─── SOURCE PASSAGE ───

China Blocks Taiwan Imports, Includes Sand For Semiconductor Manufacturing

China blocked imports of citrus and fish from Taiwan in retaliation for a visit by Nancy Pelosi, a top American lawmaker, to the self-ruled island but has avoided disrupting one of the world’s most important technology and manufacturing relationships.

China’s General Administration of Customs said in a statement Wednesday that some fish and fruit imports were suspended due to excessive pesticide residue detected “multiple times” on products since last year, as well as some frozen fish packages that tested positive for Covid-19 in June. The Ministry of Commerce said in a separate statement it banned natural sand exports based on provisions of related law but gave no further details.

The two sides, which split in 1949 after a civil war, have no official relations but multibillion-dollar business ties, especially in the flow of Taiwanese-made processor chips needed by Chinese factories that assemble the world’s smartphones and other electronics.

They built that business while Beijing threatened for decades to enforce the ruling Communist Party’s claim to the island by attacking.

───

--- TASK REQUIREMENTS ---
Copy out everything in the article on China's Taiwan import ban from "China blocked imports" down to "no further details.".

─── ENTRIES SUPPLIED ───

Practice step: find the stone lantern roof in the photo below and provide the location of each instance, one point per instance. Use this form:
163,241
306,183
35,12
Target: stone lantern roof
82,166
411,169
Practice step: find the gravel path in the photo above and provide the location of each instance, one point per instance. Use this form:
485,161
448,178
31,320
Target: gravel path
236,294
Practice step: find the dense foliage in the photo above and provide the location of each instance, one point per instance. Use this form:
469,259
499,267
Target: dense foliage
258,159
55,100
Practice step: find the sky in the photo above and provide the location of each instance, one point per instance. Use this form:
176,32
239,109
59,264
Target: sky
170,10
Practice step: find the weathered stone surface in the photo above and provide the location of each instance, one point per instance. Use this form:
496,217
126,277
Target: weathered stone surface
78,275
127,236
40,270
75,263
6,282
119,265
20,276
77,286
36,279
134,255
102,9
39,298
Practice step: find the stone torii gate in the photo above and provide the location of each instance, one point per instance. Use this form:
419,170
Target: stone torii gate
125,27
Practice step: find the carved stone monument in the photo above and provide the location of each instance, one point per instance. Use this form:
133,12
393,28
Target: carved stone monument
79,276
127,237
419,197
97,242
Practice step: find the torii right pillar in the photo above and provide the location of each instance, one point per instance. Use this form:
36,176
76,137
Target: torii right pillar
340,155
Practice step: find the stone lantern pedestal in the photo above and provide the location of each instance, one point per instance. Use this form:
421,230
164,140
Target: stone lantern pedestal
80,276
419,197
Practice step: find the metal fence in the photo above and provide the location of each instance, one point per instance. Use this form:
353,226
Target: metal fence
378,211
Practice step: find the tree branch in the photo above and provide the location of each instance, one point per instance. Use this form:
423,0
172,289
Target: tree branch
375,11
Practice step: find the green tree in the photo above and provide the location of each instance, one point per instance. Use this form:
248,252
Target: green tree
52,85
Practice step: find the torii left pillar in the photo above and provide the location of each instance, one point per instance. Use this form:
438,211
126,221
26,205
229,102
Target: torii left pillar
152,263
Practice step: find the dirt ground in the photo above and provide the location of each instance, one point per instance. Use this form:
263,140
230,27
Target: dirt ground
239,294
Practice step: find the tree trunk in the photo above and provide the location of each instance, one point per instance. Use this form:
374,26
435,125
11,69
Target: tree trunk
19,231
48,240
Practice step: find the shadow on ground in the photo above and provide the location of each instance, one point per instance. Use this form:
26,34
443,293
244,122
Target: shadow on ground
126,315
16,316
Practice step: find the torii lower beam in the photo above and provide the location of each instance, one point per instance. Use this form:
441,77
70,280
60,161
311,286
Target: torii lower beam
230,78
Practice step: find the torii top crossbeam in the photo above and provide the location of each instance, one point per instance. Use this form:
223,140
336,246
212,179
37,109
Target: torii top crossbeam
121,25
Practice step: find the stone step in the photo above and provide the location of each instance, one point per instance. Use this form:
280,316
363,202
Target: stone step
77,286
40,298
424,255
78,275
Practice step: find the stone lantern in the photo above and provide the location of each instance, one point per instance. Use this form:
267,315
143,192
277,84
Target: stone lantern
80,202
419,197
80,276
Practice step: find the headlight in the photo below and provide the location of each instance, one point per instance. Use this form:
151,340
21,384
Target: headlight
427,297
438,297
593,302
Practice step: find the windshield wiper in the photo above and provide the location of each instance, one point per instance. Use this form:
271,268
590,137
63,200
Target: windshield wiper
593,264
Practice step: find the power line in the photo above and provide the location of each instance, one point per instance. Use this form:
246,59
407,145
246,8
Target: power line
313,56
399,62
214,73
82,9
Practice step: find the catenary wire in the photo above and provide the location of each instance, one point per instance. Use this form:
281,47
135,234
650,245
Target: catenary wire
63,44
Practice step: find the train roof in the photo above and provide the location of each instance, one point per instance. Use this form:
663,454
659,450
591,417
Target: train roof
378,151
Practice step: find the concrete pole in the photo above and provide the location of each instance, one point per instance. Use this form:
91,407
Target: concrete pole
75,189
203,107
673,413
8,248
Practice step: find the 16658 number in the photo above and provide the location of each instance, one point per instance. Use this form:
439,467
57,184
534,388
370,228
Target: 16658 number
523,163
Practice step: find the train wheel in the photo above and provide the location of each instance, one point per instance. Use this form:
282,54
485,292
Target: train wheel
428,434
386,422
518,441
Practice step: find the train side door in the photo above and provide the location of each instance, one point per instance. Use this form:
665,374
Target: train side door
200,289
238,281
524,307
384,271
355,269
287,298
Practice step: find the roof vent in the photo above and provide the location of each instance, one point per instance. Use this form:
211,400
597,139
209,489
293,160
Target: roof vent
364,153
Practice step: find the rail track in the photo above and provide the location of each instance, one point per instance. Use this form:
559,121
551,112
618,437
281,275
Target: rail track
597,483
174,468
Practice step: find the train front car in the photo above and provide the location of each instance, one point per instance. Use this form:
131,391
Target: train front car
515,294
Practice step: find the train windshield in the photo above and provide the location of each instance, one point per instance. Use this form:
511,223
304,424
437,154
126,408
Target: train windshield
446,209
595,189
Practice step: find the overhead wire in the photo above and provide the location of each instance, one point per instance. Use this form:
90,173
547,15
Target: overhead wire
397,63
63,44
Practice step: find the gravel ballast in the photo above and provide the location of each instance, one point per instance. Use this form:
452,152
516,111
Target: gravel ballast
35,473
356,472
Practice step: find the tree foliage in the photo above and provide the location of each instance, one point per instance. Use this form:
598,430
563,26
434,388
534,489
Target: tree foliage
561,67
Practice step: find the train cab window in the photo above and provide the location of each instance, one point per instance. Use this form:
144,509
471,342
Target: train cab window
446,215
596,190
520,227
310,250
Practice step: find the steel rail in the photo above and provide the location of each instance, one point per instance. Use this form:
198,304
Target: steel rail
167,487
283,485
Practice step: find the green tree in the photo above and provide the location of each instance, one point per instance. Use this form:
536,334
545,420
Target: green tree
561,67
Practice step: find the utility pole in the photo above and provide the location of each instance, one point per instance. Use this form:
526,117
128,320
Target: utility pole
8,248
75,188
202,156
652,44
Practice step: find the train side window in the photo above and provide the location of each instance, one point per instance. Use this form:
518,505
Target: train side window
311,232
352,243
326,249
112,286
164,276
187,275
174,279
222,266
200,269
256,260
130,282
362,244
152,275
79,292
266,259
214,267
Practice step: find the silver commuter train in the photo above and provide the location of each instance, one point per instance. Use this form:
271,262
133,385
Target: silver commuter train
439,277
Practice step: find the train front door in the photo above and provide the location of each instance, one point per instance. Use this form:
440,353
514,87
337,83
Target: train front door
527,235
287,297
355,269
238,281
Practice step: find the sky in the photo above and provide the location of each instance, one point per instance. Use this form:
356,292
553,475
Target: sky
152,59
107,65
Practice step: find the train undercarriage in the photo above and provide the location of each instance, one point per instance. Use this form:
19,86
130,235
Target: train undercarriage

───

--- ANSWER SPACE ---
China blocked imports of citrus and fish from Taiwan in retaliation for a visit by Nancy Pelosi, a top American lawmaker, to the self-ruled island but has avoided disrupting one of the world’s most important technology and manufacturing relationships.

China’s General Administration of Customs said in a statement Wednesday that some fish and fruit imports were suspended due to excessive pesticide residue detected “multiple times” on products since last year, as well as some frozen fish packages that tested positive for Covid-19 in June. The Ministry of Commerce said in a separate statement it banned natural sand exports based on provisions of related law but gave no further details.